- 更新日 : 2025年2月20日
新収益認識基準とは?適用範囲や導入時の注意点を解説
収益認識に関する会計基準(新収益認識基準)が2021年4月から適用されるようになりました。原則として全ての企業が対象となっていますが、中小企業に関しては、従来通りの会計処理を継続してもよいとされています。この記事では、新収益認識基準の内容と適用範囲・対象、導入にあたっての注意点を解説します。
目次
新収益認識基準とは
はじめに、収益認識基準の定義をおさらいした上で、新収益認識基準の意味や適用時期、従来の収益認識基準との違いを解説します。
収益認識基準のおさらい
収益認識基準とは、「どのように売上を認識し、認識したものをどのように財務諸表に反映させるか(どのような会計処理を行うか)」に関する基準を意味します。つまり、「どの時点で売上を何円計上するのか」を定めたルールです。
新収益認識基準の意味
新収益認識基準は、2021年4月から開始される会計年度より、上場企業や上場予定会社、大会社に強制適用となった新たな収益認識基準です。
新収益認識基準における最大の特徴は、売上計上に5つのステップを経る点です。具体的には、「契約の識別」、「履行義務の識別」、「取引価格の算定」、「履行義務への取引価格の配分」、「収益の認識」の5ステップです。各ステップで行う業務は、後ほどくわしく解説します。
いつから適用される?
国税庁の「『収益認識に関する会計基準』への対応について」によれば、新収益認識基準は以下の時期から早期適用することが認められていました。
- 2018年4月1日以後に始まる事業年度
- 2018年12月31日以後に終わる事業年度
上記の時期から適用していない場合でも、前述の通り上場企業や大会社などは2021年4月1日以後に開始する事業年度から強制適用となっています。
従来の収益認識基準との違い
従来の収益認識基準と新収益認識基準の違いは以下のとおりです。
従来の収益認識基準 | 新収益認識基準 | |
---|---|---|
売上の計上タイミング | 出荷基準、引渡基準、検収基準の3つがあり、企業によって採用基準が異なる | 履行義務が充足されたタイミング |
会計処理の具体例 ※年をまたいで履行義務が生じる場合 | 取引が成立したタイミングでまとめて計上 | 当期と翌期に収益を分けて認識・計上 |
簡単にいうと、比較的自由に選べた売上の計上タイミングについて、「履行義務が充足されたタイミング」に一本化されました。またタイミングだけではなく、金額に関しても、履行義務に応じて取引金額を区分することが求められるようになっています。
タイミングや金額の具体的な認識ステップについては、後ほど詳しく説明します。
※参考サイト:国税庁「『収益認識に関する会計基準』への対応について」
新収益認識基準の導入背景
ここからは、新収益認識基準の導入の背景を解説していきます。従来の日本では、前述のとおり収益認識の包括的な基準が定められていませんでした。定められていたのは「実現主義」の原則に従うということだけです。
「売上高は、実現主義の原則に従い、商品等の販売又は役務の給付によって実現したものに限る」
(企業会計原則 – 第二、三)

抽出したデータ項目:
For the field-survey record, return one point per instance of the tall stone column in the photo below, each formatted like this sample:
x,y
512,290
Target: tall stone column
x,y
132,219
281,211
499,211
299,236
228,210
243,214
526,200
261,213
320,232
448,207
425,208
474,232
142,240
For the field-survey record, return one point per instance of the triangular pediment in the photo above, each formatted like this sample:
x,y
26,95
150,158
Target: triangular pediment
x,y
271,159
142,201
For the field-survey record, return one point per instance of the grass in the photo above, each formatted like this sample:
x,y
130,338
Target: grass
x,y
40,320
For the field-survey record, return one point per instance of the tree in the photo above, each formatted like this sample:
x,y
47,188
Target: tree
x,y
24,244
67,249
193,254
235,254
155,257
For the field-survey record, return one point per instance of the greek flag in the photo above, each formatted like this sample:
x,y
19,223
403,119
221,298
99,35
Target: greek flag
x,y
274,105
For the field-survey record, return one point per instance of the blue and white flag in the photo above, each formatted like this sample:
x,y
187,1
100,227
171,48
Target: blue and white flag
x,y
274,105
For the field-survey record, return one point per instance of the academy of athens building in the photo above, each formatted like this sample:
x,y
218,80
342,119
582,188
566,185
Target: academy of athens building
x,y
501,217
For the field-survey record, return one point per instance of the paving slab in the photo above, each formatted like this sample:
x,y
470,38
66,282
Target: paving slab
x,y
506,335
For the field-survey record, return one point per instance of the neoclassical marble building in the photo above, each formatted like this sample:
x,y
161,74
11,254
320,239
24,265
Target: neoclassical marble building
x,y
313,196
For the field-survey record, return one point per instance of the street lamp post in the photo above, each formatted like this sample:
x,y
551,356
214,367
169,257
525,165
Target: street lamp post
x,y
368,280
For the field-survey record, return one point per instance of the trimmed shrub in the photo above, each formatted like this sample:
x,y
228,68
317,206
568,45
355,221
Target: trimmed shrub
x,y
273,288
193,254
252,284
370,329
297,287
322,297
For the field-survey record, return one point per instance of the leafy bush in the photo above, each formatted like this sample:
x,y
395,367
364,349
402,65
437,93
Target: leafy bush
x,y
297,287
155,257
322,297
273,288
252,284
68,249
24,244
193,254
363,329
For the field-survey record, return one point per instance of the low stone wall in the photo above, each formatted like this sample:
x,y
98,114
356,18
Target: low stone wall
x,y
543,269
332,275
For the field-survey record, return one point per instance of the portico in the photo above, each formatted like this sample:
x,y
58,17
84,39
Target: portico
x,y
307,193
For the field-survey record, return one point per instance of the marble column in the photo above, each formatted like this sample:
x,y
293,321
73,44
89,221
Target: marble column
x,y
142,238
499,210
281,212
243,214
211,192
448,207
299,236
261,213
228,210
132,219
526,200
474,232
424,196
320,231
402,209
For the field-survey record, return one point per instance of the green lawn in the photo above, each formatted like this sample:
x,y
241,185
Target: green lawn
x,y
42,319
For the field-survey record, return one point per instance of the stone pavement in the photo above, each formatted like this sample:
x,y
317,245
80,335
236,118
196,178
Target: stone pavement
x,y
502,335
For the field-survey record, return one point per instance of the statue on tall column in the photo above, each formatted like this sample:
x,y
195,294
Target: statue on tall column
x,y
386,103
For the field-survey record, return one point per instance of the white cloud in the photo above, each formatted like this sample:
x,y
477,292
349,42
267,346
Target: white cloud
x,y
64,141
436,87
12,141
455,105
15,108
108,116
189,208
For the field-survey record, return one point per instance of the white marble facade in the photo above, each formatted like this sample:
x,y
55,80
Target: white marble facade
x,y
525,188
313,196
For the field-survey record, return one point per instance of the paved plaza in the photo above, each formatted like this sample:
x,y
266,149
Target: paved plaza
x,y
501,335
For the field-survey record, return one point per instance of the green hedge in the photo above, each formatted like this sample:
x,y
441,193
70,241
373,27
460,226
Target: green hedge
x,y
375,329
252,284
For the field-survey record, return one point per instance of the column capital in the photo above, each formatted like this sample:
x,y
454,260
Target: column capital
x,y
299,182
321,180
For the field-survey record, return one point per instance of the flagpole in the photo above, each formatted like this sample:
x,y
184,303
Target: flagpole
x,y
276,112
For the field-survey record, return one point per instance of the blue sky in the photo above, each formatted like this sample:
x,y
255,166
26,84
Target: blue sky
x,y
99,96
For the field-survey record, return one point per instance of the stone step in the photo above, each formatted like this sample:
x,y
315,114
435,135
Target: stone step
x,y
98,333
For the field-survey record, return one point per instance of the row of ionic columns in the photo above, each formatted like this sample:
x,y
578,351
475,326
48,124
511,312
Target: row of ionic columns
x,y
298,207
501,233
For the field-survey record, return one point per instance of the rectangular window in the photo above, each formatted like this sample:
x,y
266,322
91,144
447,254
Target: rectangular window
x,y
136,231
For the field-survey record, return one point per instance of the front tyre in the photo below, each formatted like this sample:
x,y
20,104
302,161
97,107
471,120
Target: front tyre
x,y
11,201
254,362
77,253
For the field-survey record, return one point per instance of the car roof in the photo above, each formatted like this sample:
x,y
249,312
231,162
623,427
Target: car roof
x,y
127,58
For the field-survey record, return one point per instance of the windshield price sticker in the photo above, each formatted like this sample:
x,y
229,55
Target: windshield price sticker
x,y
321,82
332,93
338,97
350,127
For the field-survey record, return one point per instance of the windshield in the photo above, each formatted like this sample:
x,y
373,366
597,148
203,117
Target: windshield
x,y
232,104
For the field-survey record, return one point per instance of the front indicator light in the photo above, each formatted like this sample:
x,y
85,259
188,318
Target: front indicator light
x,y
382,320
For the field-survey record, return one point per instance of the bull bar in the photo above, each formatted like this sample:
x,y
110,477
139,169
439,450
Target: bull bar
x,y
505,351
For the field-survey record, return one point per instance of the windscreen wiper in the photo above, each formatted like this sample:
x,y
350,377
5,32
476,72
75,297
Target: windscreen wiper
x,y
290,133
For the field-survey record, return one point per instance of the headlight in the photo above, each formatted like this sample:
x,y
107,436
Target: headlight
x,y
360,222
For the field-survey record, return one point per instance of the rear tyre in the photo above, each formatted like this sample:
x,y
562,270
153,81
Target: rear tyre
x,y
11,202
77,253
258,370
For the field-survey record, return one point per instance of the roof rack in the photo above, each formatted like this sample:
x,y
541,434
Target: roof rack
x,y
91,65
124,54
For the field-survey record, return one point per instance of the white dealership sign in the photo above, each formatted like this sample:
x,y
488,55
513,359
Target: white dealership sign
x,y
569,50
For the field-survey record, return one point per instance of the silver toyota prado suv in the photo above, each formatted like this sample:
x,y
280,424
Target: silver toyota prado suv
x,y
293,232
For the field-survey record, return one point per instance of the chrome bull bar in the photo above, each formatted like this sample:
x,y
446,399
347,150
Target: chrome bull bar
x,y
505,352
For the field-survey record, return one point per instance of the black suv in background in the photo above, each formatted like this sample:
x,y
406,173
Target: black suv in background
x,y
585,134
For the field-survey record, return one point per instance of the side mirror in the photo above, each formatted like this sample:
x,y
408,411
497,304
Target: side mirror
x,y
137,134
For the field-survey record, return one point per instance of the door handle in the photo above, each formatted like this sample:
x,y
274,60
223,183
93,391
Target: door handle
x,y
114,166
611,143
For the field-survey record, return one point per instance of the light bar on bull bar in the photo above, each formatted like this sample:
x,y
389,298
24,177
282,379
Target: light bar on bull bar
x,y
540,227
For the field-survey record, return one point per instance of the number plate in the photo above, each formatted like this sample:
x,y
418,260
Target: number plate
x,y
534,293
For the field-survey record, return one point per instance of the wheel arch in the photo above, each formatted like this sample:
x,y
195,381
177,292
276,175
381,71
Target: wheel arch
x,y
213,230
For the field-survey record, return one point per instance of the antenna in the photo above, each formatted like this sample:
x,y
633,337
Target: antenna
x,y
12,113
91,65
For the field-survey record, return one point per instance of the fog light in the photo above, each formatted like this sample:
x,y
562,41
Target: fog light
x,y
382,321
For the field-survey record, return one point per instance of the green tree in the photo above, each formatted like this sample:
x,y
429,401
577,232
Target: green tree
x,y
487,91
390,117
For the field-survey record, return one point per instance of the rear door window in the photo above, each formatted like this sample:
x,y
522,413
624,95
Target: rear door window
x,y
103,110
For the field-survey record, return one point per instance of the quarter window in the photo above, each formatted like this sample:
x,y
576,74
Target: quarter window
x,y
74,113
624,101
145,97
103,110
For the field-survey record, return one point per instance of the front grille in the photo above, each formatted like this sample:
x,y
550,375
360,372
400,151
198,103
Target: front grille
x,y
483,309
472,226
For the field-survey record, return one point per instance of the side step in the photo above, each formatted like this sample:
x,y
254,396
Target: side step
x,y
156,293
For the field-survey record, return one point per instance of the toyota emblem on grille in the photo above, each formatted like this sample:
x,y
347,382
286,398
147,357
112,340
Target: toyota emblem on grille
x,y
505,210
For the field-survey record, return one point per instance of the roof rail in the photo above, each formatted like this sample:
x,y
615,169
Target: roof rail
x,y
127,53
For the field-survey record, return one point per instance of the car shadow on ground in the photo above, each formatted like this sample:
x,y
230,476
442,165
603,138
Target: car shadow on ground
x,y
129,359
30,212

- 練習問題 -
(a) 抜粋にある次の一文を英語に訳してください。「新収益認識基準は、2021年4月から開始される会計年度より、上場企業や上場予定会社、大会社に強制適用となった新たな収益認識基準です。」
(b) 新収益認識基準についての抜粋を、最後の文のあとから書き足してください。

- 解答例 -
(a) The new revenue recognition standard is a new standard for recognizing revenue that became mandatory for listed companies, companies planning to go public, and large companies, starting with fiscal years beginning in April 2021.

(b)
収益の認識には、大きく分けて「現金主義」「発生主義」「実現主義」の3つの考え方があります。
- 現金主義:現金を受け取った時点で収益を認識し、収益・費用を計上する考え方
- 発生主義:取引が発生した時点で収益を認識し、収益・費用を計上する考え方
- 実現主義:商品やサービスの提供が行われ、現金や売掛金・受取手形などを受け取った時点で収益を認識し、収益・費用を計上する考え方
上述の通り、従来の日本では、収益認識を実現主義で行うことは定められていました。しかし実現主義には、より厳密な基準である「出荷基準」「引渡基準」「検収基準」の3つがあります。そのため、企業によって採用する基準が異なっていたのです。
企業の事業内容が多様で複雑になっている近年、企業によって収益認識が異なることになる実現主義だけでは、混乱を招く可能性が出てきました。
また、国際会計基準審議会(IASB)と米国財務会計基準審議会(FASB)が共同で、収益認識に関する包括的な会計基準を開発するという出来事もありました。そこで、日本の収益認識基準も、国際的な会計基準に合わせて統一することとなったのです。
新収益認識基準の5つのステップ
新収益認識基準では、売上は5つのステップを経て検討した金額とタイミングにより計上されます。この5つのステップについて解説します。
ステップ1:契約の識別
最初に、商品やサービスの提供について、顧客とどのような契約をしたのかを確認します。ここで契約とは、正式な書面で取り交わされたものに限りません。口約束や取引慣行なども当てはまります。
ステップ2:履行義務の識別
次に、その契約の内容を顧客に対する「履行義務」に分解します。この履行義務は、これまでの日本の会計基準にはなかった、新収益認識基準で初めて登場する概念です。
例えば、契約の内容が「商品を販売し、その保守サービスを行う」というものだったとしましょう。その場合には、履行義務は「商品の販売」と「保守サービス」の2つになります。契約内容を一体のものと見るのでなく、個別の履行義務に分解するのが新収益認識基準の特徴です。
ステップ3:取引価格の算定
契約の内容を確認し、履行義務に分解できたら、次に契約全体の取引価格を算定します。ここで注意が必要なのは、ポイントやクーポンを顧客に提供する場合です。
従来の会計基準では、ポイントやクーポンの有無にかかわらず、商品を販売すればその売上の全額を計上できました。しかし、新収益認識基準では、ポイントやクーポンの提供額を差し引かなければなりません。
ステップ4:履行義務への取引価格の配分
契約全体の取引価格を算定したら、次にステップ2で識別した履行義務のそれぞれに、取引価格を配分します。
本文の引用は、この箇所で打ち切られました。